- _Written instruction_:
State how many lines of the items below contain the word "sign". Give only the number.

________

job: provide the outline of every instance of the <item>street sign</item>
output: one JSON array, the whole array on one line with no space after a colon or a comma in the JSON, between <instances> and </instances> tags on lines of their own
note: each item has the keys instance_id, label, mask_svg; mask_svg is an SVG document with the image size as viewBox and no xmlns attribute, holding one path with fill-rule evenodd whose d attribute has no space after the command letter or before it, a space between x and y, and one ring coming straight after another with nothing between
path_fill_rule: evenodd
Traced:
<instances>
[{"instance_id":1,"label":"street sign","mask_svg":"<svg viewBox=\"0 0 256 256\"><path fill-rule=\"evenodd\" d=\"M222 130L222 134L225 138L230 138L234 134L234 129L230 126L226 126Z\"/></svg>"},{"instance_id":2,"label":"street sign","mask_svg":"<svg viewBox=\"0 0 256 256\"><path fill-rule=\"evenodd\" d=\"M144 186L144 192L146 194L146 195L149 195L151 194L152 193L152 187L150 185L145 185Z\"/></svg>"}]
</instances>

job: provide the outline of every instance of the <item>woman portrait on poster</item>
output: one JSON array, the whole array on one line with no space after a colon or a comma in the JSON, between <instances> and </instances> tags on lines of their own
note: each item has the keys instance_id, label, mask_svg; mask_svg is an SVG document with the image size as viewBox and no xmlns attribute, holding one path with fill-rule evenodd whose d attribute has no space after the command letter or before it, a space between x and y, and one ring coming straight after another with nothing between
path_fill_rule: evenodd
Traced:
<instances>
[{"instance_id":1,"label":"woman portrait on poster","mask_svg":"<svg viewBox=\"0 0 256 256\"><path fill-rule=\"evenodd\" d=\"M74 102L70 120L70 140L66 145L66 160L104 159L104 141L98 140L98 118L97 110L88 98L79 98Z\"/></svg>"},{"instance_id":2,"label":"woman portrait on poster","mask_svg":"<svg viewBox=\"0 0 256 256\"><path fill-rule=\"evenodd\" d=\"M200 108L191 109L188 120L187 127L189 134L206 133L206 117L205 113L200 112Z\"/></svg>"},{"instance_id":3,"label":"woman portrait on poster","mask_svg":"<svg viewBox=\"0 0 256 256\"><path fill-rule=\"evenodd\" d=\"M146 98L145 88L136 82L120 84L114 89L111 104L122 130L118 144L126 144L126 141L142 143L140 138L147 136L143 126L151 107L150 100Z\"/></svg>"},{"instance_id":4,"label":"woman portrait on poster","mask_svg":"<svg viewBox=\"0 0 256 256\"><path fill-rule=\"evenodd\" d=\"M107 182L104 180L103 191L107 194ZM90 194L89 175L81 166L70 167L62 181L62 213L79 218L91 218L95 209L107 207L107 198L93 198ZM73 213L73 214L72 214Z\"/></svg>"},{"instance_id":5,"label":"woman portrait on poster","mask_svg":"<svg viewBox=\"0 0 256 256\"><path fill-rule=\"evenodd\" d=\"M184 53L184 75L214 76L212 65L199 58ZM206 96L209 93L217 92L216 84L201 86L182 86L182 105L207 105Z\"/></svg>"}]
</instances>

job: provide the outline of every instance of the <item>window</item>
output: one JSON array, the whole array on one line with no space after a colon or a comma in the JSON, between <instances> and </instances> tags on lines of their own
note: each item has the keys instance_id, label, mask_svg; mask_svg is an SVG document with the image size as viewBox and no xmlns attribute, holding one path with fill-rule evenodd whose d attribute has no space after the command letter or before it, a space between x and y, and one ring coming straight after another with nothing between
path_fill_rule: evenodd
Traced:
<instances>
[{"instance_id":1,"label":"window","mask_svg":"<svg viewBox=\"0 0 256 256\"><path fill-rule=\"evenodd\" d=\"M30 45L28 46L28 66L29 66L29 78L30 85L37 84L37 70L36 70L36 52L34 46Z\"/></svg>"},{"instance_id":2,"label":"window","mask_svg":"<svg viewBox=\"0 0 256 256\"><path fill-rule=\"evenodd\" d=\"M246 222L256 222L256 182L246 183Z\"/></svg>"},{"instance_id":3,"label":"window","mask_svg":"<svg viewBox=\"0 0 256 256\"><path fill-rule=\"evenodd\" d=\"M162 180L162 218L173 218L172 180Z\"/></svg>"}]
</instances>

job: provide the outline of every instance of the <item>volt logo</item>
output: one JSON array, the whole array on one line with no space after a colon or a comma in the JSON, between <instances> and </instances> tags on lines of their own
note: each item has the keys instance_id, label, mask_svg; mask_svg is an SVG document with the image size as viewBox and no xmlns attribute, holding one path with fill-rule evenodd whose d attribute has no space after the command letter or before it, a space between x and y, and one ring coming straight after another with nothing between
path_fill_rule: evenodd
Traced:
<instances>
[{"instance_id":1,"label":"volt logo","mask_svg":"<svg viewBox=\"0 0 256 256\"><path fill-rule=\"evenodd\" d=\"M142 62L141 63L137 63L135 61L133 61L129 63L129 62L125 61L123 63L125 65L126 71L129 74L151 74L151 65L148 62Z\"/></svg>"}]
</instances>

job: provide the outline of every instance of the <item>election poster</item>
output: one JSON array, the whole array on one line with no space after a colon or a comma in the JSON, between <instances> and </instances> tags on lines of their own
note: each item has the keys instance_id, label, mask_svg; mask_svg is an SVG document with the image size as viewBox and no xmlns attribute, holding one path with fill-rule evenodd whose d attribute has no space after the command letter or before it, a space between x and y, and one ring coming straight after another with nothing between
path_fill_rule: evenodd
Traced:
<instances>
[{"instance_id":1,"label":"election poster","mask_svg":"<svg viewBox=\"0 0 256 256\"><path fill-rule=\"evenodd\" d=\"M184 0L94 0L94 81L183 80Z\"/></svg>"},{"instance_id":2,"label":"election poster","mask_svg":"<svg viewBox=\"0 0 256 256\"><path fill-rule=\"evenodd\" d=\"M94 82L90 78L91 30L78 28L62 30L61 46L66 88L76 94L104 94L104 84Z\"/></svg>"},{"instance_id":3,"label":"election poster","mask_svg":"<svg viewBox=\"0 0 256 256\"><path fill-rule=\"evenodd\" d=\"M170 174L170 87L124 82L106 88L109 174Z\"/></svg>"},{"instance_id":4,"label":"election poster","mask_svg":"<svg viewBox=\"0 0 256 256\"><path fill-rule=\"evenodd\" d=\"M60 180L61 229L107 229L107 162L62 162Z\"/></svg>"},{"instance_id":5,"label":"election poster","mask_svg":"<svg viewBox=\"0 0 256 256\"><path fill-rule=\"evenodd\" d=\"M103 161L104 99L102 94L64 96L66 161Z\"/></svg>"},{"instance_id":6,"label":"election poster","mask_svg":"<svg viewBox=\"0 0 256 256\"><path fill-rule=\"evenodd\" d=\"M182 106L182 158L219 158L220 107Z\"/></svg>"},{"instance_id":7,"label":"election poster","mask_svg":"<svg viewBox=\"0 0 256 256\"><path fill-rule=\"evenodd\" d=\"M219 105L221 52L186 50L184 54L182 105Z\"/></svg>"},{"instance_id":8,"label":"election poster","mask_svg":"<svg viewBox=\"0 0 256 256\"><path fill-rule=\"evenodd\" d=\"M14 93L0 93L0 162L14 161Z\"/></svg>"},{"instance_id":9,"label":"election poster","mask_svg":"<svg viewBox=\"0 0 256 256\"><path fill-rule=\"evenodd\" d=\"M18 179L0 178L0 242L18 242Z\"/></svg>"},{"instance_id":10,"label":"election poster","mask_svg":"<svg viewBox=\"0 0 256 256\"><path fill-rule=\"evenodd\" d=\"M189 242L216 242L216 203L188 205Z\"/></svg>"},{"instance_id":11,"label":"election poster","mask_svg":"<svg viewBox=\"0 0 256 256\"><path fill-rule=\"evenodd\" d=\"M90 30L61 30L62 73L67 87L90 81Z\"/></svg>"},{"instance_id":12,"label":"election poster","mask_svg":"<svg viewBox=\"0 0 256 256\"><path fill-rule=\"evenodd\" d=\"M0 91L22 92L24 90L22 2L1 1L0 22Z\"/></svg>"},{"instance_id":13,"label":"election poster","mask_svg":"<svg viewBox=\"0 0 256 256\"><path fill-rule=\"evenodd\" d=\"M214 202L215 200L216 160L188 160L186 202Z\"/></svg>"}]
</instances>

________

- _Task result_:
2